НОВОСТИ ЭНЦИКЛОПЕДИЯ БИБЛИОТЕКА
Summary. African art
Typology. System. Evolution
In historical terms, art among the peoples of Tropical Africa is one of the least studied phenomena in world artistic culture.
The first references to African art occur in the works of travellers and ethnographers (H. Barth, G. Schweinfurth and L. Frobenius). At the end of the 19th century and the beginning of the 20th. research works on the art of Benin appeared (Ch. Read and O. Dalton, Pitt-Rivers and F. von Luschan). Round about 1905, the study of traditional art began, mainly wood sculpture (C. Einstein, V. Matvei and E. von Sydow). In the Tens and Twenties, interest in African art was particularly stimulated by European practice. Later, the line of approach to African art gradually changed. After the end of the 40s, we see an increasingly differentiated approach to the study of various ensembles, schools of art, local and, finally, individual styles.
In the Fifties and Sixties, African art attracted even more attention. The profound influence exerted by it on the contemporary artistic process was becoming obvious and its importance was being recognised as a historical document that made it possible to "interpret the various aspects of African culture from within". At the same time, the history of artistic culture became of interest in the African countries themselves. This was directly connected with the general problems of cultural construction, the aims of contemporary art, the growth of national self-awareness and the formation of a world-outlook.

▸ The problem:
Reproduce the passage on African art from "The first references" to "finally, individual styles.", changing "ethnographers" to "anthropologists".

▸ Data:
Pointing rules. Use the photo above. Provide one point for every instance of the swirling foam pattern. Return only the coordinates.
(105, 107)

▸ Written reply:
The first references to African art occur in the works of travellers and anthropologists (H. Barth, G. Schweinfurth and L. Frobenius). At the end of the 19th century and the beginning of the 20th. research works on the art of Benin appeared (Ch. Read and O. Dalton, Pitt-Rivers and F. von Luschan). Round about 1905, the study of traditional art began, mainly wood sculpture (C. Einstein, V. Matvei and E. von Sydow). In the Tens and Twenties, interest in African art was particularly stimulated by European practice. Later, the line of approach to African art gradually changed. After the end of the 40s, we see an increasingly differentiated approach to the study of various ensembles, schools of art, local and, finally, individual styles.